Document passage >>
^^^^^^^^^^^^^^^^
Implementation of a consumer price index deflator deduction (CPIDD) would bring the areas of the Tax Code relating to capital gains on sale or exchange of various classes of property closer into line with the economic realities of our society.

The capital gains deduction was repealed at the time the tax rates were reduced under the Tax Reform Act of 1986. This closed a perceived (and sometimes actual) loophole viewed by the public as benefitting mostly the wealthier classes in our society. A review of the Tax Code, however, shows that Congress left most other capital gain provisions, such as carryovers, deduction limitations, separation of capital transactions for reporting processes, long-term vs. short-term, etc., intact in the tax structure. The government was "trying out" the repeal of the capital gains deduction while leaving most of the related mechanics of the calculations intact so that they could later reinstitute the deduction in some form or another.

Observation: Many members o Congress are on record indicating that the allowance of some form capital gain deduction actually increases tax revenues because taxpayers are more likely to make sales or exchanges of capital assets when they are not overburdened with related income taxes. This increased propensity to make such sales or exchanges would also serve the economy well by allowing a free flowing allocation of capital resources to areas of the economy where the capital assets are most needed. Due to past high-level inflation in our economy, older taxpayers are being discriminated against due to the creation of phantom taxable gains on properties that were purchased many years ago. This is a form of "taxflation", a tax term coined toward the end of the most recent period of high inflation.
^^^^^^^^^^^^^^^^
Objective >>
Continue the passage on an inflation-indexed capital gains deduction, picking up after its final sentence.

[Items in a dataset]
^^^^^^^^^^^^^^^^
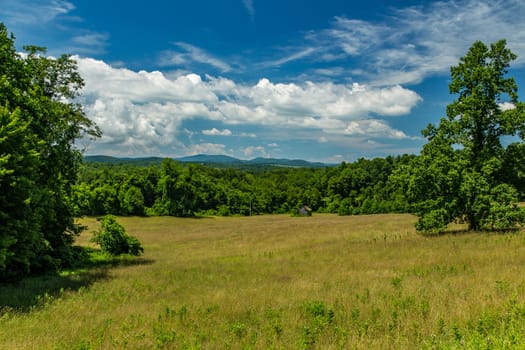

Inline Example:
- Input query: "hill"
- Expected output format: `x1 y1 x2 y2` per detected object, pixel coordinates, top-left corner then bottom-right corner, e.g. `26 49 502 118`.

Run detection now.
84 154 331 168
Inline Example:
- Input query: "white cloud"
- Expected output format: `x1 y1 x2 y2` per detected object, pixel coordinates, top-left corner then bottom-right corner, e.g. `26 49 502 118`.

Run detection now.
202 128 232 136
0 0 75 26
344 119 419 142
188 143 230 155
262 47 317 67
75 57 420 156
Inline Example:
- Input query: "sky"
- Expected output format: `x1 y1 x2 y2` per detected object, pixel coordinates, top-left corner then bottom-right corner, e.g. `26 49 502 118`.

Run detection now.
0 0 525 163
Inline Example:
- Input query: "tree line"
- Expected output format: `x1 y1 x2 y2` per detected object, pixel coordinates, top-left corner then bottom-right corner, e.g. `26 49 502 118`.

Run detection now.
74 155 414 216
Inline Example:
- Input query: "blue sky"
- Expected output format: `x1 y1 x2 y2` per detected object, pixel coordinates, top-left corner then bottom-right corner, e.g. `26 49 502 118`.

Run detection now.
0 0 525 162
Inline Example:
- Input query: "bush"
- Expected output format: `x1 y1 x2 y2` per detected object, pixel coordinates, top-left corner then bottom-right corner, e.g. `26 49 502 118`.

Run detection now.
93 215 144 256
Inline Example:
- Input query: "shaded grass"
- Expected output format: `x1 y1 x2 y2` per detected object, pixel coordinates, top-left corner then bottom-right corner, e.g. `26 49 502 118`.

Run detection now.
0 215 525 349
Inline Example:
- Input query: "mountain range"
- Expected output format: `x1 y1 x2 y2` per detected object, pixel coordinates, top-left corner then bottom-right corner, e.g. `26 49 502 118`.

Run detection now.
84 154 332 168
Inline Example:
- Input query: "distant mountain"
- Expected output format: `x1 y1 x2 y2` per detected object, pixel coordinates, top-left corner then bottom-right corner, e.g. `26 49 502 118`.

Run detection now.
84 154 331 168
175 154 242 163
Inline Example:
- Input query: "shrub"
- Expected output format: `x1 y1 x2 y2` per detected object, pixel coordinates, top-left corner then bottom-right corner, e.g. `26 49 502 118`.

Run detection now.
93 215 144 256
^^^^^^^^^^^^^^^^
Task response >>
Problem.-The problem can best be illustrated by example. Two twin brothers named "Happy" and "Sad" owned identical 20-year-old houses. They both sold their houses for $45,000 in June of 1988 shortly after a new mini-mall was completed in the neighborhood. Sad bought his house 20 years ago for $20,000. Happy bought his house in May of 1988 for $40,000. Inflation during the 20-year period equalled a total of 100%. One hundred percent inflation would mean that, economically, both brothers paid $40,000 each for their houses in today's current inflation adjusted dollars. Thus it follows that, economically, each of the twin brothers made a $5,000 real profit on the sale of his house. Each brother made a good salary and was in the 28% tax bracket. Happy didn't mind paying tax on the $ 5,000 quick profit he made and left his accountant's office smiling as he wrote out his check to the IRS for $1,400 ( $5,000 x 28% ) on his profit, leaving himself with a $3,600 ($5,000 - $1,400) profit after taxes. Sad knew he made the same economic profit on his house as his brother, but when he left his accountant's office there was no smile on his face, as he made out his check to the IRS in the amount of $7,000 ([$45,000 - $20,000] x 28%), turning his $5,000 economic profit into a loss of $2,000 ( $5,000 $7,000) after taxes.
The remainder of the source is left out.